▶ _INFORMATION SUPPLIED_
----

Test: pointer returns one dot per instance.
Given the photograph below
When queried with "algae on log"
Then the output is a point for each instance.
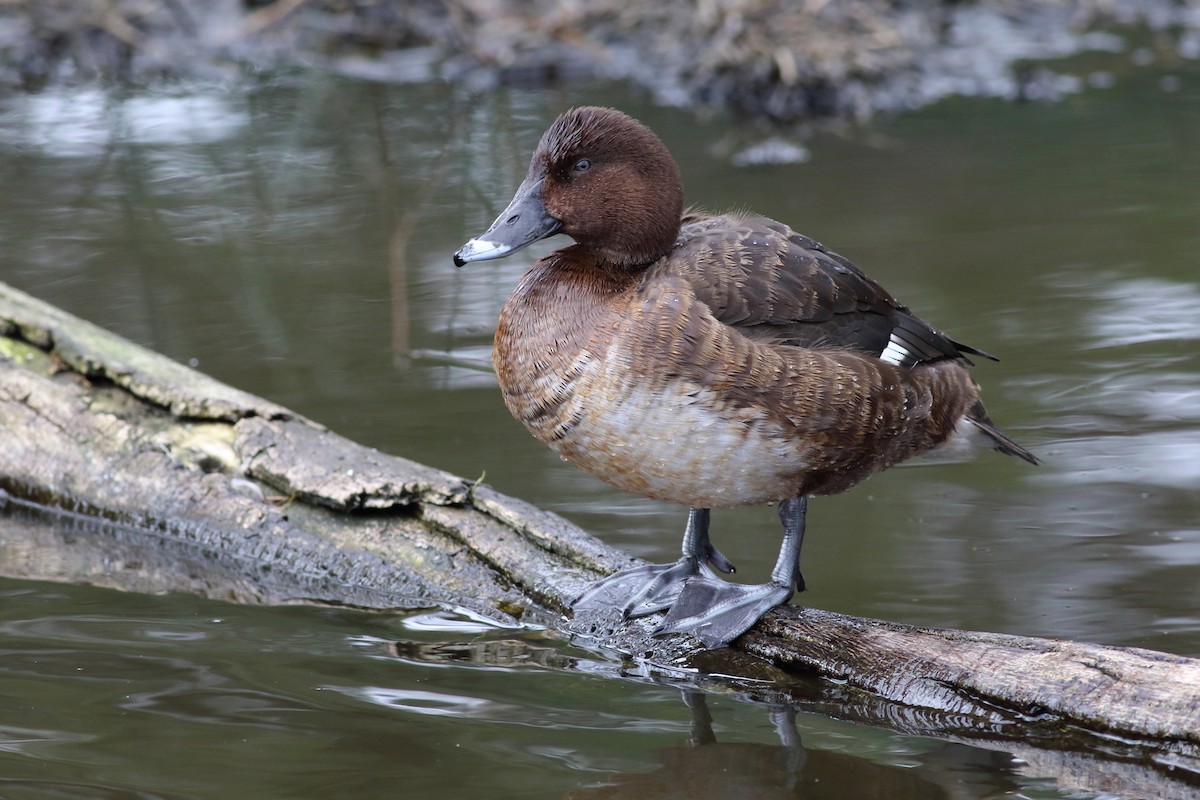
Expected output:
(205, 488)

----

▶ _WHAT IS EXPECTED_
Line by line, print the records exactly, leaving the pictures behind.

▶ _SOLUTION_
Test: pointer returns one dot per instance.
Given the photograph below
When queried with "algae on log"
Then the output is a point for each instance.
Expected output:
(205, 488)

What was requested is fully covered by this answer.